● WHAT IS EXPECTED
With the line containing "Objective: for every instance of the dark" as the first line and the last line of the records as the final one, reproduce that range exactly.
++++++++
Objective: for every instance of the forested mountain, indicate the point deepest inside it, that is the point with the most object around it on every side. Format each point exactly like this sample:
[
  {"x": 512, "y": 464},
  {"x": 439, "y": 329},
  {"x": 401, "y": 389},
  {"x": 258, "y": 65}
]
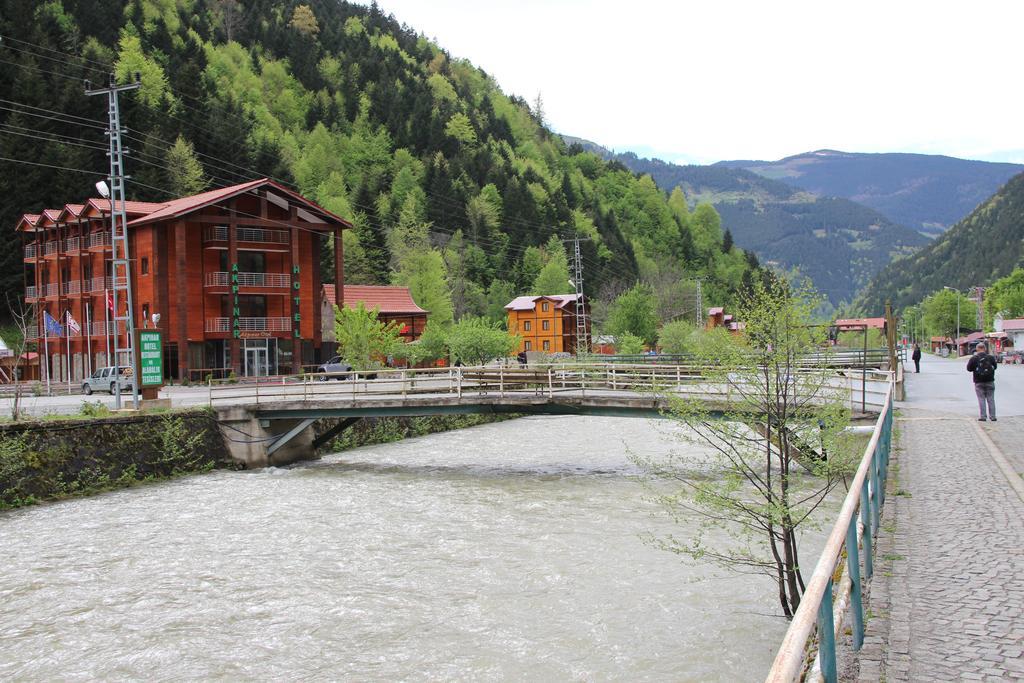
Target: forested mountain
[
  {"x": 928, "y": 193},
  {"x": 446, "y": 178},
  {"x": 837, "y": 243},
  {"x": 983, "y": 247}
]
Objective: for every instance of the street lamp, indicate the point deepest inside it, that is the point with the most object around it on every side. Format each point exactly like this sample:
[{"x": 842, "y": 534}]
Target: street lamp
[{"x": 957, "y": 316}]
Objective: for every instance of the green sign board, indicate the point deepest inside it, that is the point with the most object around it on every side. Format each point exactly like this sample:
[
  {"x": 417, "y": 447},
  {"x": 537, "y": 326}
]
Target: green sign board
[{"x": 151, "y": 357}]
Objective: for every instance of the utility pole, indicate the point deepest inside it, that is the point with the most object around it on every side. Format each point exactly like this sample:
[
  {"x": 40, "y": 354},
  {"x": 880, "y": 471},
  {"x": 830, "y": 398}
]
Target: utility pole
[
  {"x": 699, "y": 319},
  {"x": 979, "y": 293},
  {"x": 120, "y": 261},
  {"x": 583, "y": 331}
]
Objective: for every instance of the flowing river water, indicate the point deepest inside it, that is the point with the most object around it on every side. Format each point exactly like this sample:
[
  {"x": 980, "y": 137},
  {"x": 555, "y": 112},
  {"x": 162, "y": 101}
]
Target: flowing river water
[{"x": 510, "y": 551}]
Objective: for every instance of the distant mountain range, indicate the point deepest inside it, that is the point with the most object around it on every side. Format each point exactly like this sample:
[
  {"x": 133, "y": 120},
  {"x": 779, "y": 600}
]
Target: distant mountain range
[
  {"x": 928, "y": 193},
  {"x": 983, "y": 247},
  {"x": 839, "y": 244}
]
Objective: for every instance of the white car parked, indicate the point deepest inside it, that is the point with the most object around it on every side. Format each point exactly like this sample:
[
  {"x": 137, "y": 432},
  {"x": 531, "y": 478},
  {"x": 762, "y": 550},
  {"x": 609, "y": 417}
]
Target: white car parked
[{"x": 102, "y": 380}]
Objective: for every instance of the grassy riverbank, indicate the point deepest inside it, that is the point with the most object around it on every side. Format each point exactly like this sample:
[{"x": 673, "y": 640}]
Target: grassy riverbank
[
  {"x": 97, "y": 451},
  {"x": 53, "y": 459}
]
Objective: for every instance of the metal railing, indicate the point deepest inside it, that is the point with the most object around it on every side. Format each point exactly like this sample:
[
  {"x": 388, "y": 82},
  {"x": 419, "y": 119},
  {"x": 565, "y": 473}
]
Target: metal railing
[
  {"x": 502, "y": 381},
  {"x": 834, "y": 358},
  {"x": 250, "y": 324},
  {"x": 103, "y": 328},
  {"x": 98, "y": 240},
  {"x": 822, "y": 608},
  {"x": 258, "y": 235},
  {"x": 265, "y": 280}
]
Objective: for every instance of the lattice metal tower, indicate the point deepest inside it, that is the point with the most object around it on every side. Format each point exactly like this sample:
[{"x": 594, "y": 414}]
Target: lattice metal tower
[
  {"x": 699, "y": 321},
  {"x": 120, "y": 258},
  {"x": 583, "y": 330}
]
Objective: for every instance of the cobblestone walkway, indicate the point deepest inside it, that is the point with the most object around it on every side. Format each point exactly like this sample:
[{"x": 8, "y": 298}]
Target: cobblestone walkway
[{"x": 947, "y": 599}]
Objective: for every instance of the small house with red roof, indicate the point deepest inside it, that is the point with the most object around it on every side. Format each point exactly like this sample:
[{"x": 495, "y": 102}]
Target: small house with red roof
[
  {"x": 393, "y": 304},
  {"x": 233, "y": 273},
  {"x": 717, "y": 317},
  {"x": 1013, "y": 329},
  {"x": 547, "y": 324}
]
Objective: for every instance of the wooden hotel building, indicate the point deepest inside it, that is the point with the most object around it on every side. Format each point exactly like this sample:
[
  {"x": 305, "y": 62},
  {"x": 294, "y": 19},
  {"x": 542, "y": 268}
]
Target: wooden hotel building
[{"x": 233, "y": 274}]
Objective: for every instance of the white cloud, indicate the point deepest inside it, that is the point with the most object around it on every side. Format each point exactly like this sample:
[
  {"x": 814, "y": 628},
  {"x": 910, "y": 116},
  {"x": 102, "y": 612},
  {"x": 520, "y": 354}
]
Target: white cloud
[{"x": 752, "y": 80}]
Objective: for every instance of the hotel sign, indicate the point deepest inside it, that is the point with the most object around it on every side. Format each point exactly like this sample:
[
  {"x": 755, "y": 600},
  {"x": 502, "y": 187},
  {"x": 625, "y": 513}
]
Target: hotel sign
[{"x": 151, "y": 357}]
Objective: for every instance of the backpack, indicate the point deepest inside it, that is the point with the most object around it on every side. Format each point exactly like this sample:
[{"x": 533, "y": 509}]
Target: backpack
[{"x": 985, "y": 370}]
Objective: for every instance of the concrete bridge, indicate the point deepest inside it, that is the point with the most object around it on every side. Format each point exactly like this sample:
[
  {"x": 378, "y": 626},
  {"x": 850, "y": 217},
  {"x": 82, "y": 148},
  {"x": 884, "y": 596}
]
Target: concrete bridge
[{"x": 271, "y": 423}]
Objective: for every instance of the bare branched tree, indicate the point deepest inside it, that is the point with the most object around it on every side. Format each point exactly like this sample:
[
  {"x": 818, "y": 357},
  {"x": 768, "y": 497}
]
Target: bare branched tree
[
  {"x": 769, "y": 453},
  {"x": 24, "y": 316}
]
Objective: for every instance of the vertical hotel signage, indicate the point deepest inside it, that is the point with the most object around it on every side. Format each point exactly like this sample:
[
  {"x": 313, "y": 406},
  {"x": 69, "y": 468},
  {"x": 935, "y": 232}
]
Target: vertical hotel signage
[
  {"x": 151, "y": 357},
  {"x": 296, "y": 299},
  {"x": 236, "y": 311}
]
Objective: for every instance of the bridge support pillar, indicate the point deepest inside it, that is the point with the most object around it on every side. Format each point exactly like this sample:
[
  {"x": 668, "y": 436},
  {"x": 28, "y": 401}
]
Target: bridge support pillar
[{"x": 253, "y": 442}]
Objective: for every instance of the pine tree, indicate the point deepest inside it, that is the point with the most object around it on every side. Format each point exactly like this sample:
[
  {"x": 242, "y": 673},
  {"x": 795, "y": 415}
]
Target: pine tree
[{"x": 184, "y": 172}]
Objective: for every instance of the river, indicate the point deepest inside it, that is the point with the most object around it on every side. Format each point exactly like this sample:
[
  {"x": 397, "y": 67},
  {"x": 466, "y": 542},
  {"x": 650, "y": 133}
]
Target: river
[{"x": 509, "y": 551}]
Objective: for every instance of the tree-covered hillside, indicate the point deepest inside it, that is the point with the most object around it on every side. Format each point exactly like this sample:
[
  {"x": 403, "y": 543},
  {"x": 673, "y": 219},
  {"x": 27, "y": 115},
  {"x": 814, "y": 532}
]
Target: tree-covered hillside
[
  {"x": 985, "y": 246},
  {"x": 839, "y": 244},
  {"x": 455, "y": 187},
  {"x": 928, "y": 193}
]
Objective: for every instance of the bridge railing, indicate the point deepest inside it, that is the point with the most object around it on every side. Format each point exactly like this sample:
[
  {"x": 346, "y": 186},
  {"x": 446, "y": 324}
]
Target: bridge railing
[
  {"x": 504, "y": 381},
  {"x": 808, "y": 650}
]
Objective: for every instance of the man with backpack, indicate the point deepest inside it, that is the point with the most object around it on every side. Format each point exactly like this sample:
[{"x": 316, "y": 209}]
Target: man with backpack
[{"x": 982, "y": 365}]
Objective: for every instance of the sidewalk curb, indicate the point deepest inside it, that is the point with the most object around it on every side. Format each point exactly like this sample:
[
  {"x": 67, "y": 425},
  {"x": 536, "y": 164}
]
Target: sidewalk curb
[{"x": 1008, "y": 471}]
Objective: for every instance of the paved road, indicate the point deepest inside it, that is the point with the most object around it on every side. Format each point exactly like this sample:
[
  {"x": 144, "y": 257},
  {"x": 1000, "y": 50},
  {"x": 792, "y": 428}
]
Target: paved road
[{"x": 947, "y": 600}]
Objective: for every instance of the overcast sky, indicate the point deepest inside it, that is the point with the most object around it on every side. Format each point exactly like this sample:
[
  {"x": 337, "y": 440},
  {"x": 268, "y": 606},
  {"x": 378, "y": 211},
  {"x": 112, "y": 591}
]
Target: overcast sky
[{"x": 698, "y": 82}]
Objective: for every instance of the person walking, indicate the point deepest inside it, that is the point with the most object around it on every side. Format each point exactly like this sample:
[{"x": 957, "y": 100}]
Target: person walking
[{"x": 982, "y": 365}]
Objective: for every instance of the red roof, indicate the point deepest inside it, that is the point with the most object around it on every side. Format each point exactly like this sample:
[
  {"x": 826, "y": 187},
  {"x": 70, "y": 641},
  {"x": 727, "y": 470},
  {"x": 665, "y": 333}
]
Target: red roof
[
  {"x": 390, "y": 300},
  {"x": 859, "y": 323},
  {"x": 131, "y": 208},
  {"x": 185, "y": 205},
  {"x": 529, "y": 302}
]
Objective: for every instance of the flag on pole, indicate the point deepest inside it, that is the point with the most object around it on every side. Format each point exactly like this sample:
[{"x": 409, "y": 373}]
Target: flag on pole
[
  {"x": 52, "y": 327},
  {"x": 73, "y": 326}
]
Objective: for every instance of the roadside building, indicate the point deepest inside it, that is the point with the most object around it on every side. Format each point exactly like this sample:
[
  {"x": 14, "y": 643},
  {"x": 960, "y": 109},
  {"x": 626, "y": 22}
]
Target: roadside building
[
  {"x": 717, "y": 317},
  {"x": 1014, "y": 331},
  {"x": 233, "y": 274},
  {"x": 393, "y": 304},
  {"x": 546, "y": 324},
  {"x": 965, "y": 345},
  {"x": 941, "y": 345}
]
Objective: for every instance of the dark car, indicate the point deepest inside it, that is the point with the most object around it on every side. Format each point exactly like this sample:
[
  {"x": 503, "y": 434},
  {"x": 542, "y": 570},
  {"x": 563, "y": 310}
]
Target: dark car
[{"x": 334, "y": 369}]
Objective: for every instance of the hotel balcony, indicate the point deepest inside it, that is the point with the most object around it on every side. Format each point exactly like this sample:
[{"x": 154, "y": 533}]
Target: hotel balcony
[
  {"x": 103, "y": 328},
  {"x": 249, "y": 235},
  {"x": 97, "y": 241},
  {"x": 261, "y": 281},
  {"x": 250, "y": 325}
]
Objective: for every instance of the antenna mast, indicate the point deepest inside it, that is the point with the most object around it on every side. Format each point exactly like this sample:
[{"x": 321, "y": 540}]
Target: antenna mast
[{"x": 120, "y": 261}]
++++++++
● TASK RESPONSE
Objective: for every instance of the dark car, indicate the point deepest inside it, that is the point with the most object around it on every side. Format each point exactly like this sample:
[
  {"x": 503, "y": 434},
  {"x": 542, "y": 570},
  {"x": 563, "y": 310}
]
Target: dark car
[{"x": 334, "y": 369}]
Objective: for every instance of the hotel balcony, indicate the point deepest inside it, that is the point with the most object around it on every side. Format each point exactly like this sample:
[{"x": 154, "y": 533}]
Target: hotel balcony
[
  {"x": 103, "y": 328},
  {"x": 249, "y": 235},
  {"x": 97, "y": 241},
  {"x": 261, "y": 281},
  {"x": 250, "y": 325}
]
Objective: for every instance of the antenna mast, indicate the point deepest inside it, that is the point with the most object around it on every side. Format each point exactly like this sample:
[{"x": 321, "y": 540}]
Target: antenna mast
[{"x": 120, "y": 261}]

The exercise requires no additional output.